**What to do**. Every line of the listing below should be written out exactly.

**Material provided**.
────────
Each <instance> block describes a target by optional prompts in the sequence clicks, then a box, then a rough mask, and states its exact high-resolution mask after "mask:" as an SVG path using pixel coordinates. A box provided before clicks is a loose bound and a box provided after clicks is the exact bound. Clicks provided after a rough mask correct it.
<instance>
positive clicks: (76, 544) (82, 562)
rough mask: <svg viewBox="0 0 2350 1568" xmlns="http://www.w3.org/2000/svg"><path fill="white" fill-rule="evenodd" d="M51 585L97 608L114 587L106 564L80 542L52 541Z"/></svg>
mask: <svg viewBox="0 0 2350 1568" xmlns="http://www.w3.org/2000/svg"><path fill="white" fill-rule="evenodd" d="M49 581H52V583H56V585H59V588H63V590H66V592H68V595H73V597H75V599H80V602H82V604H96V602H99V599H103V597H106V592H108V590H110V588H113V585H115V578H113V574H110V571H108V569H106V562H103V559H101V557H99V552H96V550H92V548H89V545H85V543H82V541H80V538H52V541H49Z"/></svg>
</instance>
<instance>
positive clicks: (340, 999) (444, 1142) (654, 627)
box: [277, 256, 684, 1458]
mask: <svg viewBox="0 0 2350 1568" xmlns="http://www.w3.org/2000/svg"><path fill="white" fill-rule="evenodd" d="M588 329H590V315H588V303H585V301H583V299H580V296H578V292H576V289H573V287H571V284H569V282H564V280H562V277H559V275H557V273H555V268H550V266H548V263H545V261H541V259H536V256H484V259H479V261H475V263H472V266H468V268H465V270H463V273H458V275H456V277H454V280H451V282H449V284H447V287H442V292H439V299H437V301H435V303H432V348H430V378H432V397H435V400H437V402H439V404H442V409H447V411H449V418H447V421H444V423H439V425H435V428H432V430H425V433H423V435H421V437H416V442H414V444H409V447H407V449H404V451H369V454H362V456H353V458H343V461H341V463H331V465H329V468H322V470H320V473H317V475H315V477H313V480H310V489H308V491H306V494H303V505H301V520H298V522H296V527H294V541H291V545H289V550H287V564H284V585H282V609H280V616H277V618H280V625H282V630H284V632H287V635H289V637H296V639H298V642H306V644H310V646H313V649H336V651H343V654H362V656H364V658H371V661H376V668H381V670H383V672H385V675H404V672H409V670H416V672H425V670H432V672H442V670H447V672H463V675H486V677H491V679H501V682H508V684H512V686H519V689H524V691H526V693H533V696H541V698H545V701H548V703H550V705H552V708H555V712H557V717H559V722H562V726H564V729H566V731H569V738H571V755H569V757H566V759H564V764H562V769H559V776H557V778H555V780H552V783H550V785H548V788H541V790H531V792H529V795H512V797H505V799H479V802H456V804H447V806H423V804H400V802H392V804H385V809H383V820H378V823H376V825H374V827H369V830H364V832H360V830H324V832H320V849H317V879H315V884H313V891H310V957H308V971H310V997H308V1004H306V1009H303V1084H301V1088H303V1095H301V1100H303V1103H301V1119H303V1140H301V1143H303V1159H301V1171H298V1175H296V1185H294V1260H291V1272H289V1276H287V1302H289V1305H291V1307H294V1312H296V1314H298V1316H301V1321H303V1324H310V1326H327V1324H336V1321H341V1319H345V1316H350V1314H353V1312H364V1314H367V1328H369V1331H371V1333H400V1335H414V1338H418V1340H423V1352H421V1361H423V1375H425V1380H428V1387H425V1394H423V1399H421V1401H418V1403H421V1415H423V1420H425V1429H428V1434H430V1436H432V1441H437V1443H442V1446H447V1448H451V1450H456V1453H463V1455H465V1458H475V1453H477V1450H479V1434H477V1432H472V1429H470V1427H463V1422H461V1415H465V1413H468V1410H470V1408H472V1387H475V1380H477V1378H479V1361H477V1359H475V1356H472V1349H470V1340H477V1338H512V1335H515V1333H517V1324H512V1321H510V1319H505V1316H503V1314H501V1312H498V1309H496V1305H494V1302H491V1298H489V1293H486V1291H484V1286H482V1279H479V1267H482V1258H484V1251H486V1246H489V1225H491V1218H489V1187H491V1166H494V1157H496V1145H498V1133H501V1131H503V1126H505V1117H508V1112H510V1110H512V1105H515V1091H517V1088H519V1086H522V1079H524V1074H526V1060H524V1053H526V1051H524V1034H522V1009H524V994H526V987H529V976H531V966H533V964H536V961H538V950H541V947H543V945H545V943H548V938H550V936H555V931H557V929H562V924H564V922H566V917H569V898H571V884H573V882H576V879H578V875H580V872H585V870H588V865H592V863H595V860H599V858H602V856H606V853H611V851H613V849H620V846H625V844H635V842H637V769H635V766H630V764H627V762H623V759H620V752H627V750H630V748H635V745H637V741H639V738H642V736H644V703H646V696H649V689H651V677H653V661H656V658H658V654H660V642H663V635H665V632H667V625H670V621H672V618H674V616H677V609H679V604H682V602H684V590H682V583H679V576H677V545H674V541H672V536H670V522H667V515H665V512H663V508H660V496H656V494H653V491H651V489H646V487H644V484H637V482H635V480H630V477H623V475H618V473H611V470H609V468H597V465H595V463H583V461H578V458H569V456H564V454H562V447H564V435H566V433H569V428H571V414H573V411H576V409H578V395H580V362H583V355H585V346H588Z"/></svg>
────────
**Output of the exercise**.
Each <instance> block describes a target by optional prompts in the sequence clicks, then a box, then a rough mask, and states its exact high-resolution mask after "mask:" as an SVG path using pixel coordinates. A box provided before clicks is a loose bound and a box provided after clicks is the exact bound. Clicks provided after a rough mask correct it.
<instance>
positive clicks: (76, 544) (82, 562)
rough mask: <svg viewBox="0 0 2350 1568" xmlns="http://www.w3.org/2000/svg"><path fill="white" fill-rule="evenodd" d="M51 585L97 608L114 587L106 564L80 542L52 541Z"/></svg>
mask: <svg viewBox="0 0 2350 1568" xmlns="http://www.w3.org/2000/svg"><path fill="white" fill-rule="evenodd" d="M49 581H52V583H56V585H59V588H63V590H66V592H68V595H73V597H75V599H80V602H82V604H96V602H99V599H103V597H106V592H108V590H110V588H113V585H115V578H113V574H110V571H108V569H106V562H103V559H101V557H99V552H96V550H92V548H89V545H85V543H82V541H80V538H52V541H49Z"/></svg>
</instance>
<instance>
positive clicks: (340, 999) (444, 1142) (654, 627)
box: [277, 256, 684, 1458]
mask: <svg viewBox="0 0 2350 1568" xmlns="http://www.w3.org/2000/svg"><path fill="white" fill-rule="evenodd" d="M588 329H590V315H588V303H585V301H583V299H580V296H578V292H576V289H573V287H571V284H569V282H564V280H562V277H559V275H557V273H555V268H550V266H548V263H545V261H541V259H536V256H484V259H479V261H475V263H472V266H468V268H465V270H463V273H458V275H456V277H454V280H451V282H449V284H447V287H442V292H439V299H437V301H435V303H432V348H430V378H432V397H435V400H437V402H439V404H442V409H447V411H449V418H447V421H444V423H439V425H435V428H432V430H425V433H423V435H421V437H416V442H414V444H409V447H407V449H404V451H369V454H362V456H353V458H343V461H341V463H331V465H329V468H322V470H320V473H317V475H315V477H313V480H310V489H308V491H306V494H303V505H301V520H298V522H296V527H294V541H291V545H289V550H287V564H284V585H282V609H280V616H277V618H280V625H282V630H284V632H287V635H289V637H296V639H298V642H306V644H310V646H313V649H336V651H343V654H362V656H364V658H371V661H376V668H381V670H383V672H385V675H404V672H409V670H416V672H425V670H432V672H442V670H447V672H463V675H486V677H491V679H501V682H508V684H512V686H519V689H524V691H526V693H533V696H541V698H545V701H548V703H550V705H552V708H555V712H557V717H559V722H562V726H564V729H566V731H569V738H571V755H569V757H566V759H564V764H562V769H559V776H557V778H555V780H552V783H550V785H548V788H541V790H531V792H529V795H512V797H505V799H479V802H456V804H447V806H423V804H400V802H392V804H385V809H383V820H378V823H376V825H374V827H369V830H364V832H360V830H324V832H320V849H317V879H315V884H313V891H310V957H308V971H310V997H308V1004H306V1009H303V1084H301V1088H303V1095H301V1100H303V1103H301V1119H303V1140H301V1143H303V1159H301V1171H298V1175H296V1185H294V1260H291V1272H289V1276H287V1302H289V1305H291V1307H294V1312H296V1314H298V1316H301V1321H303V1324H310V1326H327V1324H336V1321H341V1319H345V1316H350V1314H353V1312H364V1314H367V1328H369V1331H371V1333H400V1335H414V1338H418V1340H423V1352H421V1361H423V1375H425V1380H428V1387H425V1394H423V1399H421V1401H418V1403H421V1415H423V1420H425V1429H428V1434H430V1436H432V1441H437V1443H442V1446H447V1448H451V1450H456V1453H463V1455H465V1458H475V1453H477V1450H479V1434H477V1432H472V1429H470V1427H463V1422H461V1415H465V1413H468V1410H470V1408H472V1387H475V1380H477V1378H479V1361H477V1359H475V1356H472V1349H470V1340H477V1338H512V1335H515V1333H517V1324H512V1321H510V1319H505V1316H503V1314H501V1312H498V1309H496V1305H494V1302H491V1298H489V1293H486V1291H484V1286H482V1279H479V1267H482V1258H484V1251H486V1246H489V1225H491V1218H489V1187H491V1166H494V1157H496V1145H498V1133H501V1131H503V1126H505V1117H508V1112H510V1110H512V1105H515V1091H517V1088H519V1086H522V1079H524V1074H526V1060H524V1053H526V1051H524V1034H522V1009H524V994H526V987H529V976H531V966H533V964H536V961H538V950H541V947H543V945H545V943H548V938H550V936H555V931H557V929H562V924H564V922H566V917H569V898H571V884H573V882H576V879H578V875H580V872H585V870H588V865H592V863H595V860H599V858H602V856H606V853H611V851H613V849H620V846H625V844H635V842H637V769H635V766H630V764H627V762H623V759H620V752H627V750H630V748H635V745H637V741H639V738H642V736H644V703H646V696H649V689H651V677H653V661H656V658H658V654H660V642H663V635H665V632H667V625H670V621H672V618H674V616H677V609H679V604H682V602H684V590H682V583H679V576H677V545H674V541H672V536H670V522H667V515H665V512H663V508H660V496H656V494H653V491H651V489H646V487H644V484H637V482H635V480H630V477H623V475H618V473H611V470H609V468H597V465H595V463H583V461H578V458H569V456H564V454H562V447H564V435H566V433H569V428H571V414H573V411H576V409H578V395H580V362H583V355H585V346H588Z"/></svg>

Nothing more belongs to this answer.